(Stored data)
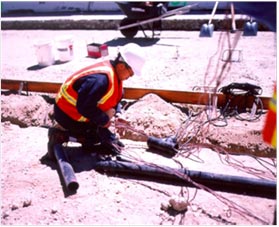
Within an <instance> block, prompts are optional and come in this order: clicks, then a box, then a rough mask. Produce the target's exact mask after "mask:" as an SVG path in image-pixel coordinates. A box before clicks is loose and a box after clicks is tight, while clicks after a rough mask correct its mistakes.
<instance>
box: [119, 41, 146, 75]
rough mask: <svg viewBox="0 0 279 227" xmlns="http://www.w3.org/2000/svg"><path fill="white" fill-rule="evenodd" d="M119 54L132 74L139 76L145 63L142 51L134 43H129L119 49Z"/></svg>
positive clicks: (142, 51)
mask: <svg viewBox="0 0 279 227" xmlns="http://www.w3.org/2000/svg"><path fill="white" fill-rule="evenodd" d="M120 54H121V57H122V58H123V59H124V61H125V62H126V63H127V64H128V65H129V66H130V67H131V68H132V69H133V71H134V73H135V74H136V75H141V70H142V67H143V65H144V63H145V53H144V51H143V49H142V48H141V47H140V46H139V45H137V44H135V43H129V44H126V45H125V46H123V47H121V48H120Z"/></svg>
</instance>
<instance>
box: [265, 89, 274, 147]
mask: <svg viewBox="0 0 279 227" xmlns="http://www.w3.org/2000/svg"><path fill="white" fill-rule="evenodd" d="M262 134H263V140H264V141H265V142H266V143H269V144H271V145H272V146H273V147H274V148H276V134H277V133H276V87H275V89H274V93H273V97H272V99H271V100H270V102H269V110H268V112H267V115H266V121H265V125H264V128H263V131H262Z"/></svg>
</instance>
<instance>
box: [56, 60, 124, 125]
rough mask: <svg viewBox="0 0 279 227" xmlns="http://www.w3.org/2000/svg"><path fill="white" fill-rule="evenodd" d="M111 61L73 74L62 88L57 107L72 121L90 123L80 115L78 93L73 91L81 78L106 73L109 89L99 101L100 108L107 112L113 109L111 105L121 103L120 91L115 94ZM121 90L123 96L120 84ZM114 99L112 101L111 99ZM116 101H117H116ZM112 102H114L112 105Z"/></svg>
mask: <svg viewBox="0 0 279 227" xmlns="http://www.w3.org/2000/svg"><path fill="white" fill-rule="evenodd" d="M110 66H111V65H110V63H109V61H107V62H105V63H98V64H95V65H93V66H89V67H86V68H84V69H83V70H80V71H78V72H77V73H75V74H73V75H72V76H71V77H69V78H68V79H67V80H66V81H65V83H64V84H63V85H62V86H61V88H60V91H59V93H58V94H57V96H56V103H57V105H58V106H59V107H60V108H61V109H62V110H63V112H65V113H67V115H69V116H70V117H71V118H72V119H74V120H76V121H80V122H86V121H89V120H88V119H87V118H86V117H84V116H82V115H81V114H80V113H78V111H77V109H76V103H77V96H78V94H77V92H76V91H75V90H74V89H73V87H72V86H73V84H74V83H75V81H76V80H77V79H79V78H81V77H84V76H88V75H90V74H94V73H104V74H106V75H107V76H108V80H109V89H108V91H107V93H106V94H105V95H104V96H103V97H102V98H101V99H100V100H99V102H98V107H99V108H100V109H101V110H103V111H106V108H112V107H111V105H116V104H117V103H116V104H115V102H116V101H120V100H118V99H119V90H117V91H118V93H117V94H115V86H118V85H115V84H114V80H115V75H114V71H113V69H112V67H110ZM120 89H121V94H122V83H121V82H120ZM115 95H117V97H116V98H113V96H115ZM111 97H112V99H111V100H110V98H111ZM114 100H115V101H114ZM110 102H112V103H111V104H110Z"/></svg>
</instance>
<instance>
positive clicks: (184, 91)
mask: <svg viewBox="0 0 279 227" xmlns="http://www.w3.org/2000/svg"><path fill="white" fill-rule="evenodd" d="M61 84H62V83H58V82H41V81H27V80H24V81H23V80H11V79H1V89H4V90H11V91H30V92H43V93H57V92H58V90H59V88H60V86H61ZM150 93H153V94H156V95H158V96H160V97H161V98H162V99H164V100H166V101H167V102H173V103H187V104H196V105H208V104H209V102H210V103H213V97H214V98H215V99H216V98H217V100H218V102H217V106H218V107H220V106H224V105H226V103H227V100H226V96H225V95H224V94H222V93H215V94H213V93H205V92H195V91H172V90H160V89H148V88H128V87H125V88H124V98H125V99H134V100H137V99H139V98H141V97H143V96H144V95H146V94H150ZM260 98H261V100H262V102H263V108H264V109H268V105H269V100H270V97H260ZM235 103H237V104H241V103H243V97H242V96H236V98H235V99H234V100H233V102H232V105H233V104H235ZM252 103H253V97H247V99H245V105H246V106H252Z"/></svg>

Aim of the exercise: Write down again, exactly as given, only the lines above that fall from the line with "box: [119, 41, 146, 75]" to the line with "box: [56, 60, 124, 125]", inclusive.

Result for this exercise:
box: [119, 41, 146, 75]
rough mask: <svg viewBox="0 0 279 227" xmlns="http://www.w3.org/2000/svg"><path fill="white" fill-rule="evenodd" d="M119 54L132 74L139 76L145 63L142 51L134 43H129L119 49Z"/></svg>
positive clicks: (142, 51)
mask: <svg viewBox="0 0 279 227" xmlns="http://www.w3.org/2000/svg"><path fill="white" fill-rule="evenodd" d="M120 54H121V57H122V58H123V59H124V61H125V62H126V63H127V64H128V65H129V66H130V67H131V68H132V69H133V71H134V73H135V74H136V75H141V70H142V67H143V65H144V63H145V53H144V51H143V49H142V48H141V47H140V46H139V45H137V44H135V43H129V44H126V45H125V46H123V47H121V48H120Z"/></svg>
</instance>
<instance>
box: [265, 89, 274, 147]
mask: <svg viewBox="0 0 279 227" xmlns="http://www.w3.org/2000/svg"><path fill="white" fill-rule="evenodd" d="M262 134H263V140H264V141H265V142H266V143H269V144H271V145H272V146H273V147H274V148H276V134H277V133H276V87H275V89H274V93H273V97H272V99H271V100H270V102H269V110H268V112H267V115H266V121H265V125H264V128H263V131H262Z"/></svg>
</instance>
<instance>
box: [56, 60, 124, 125]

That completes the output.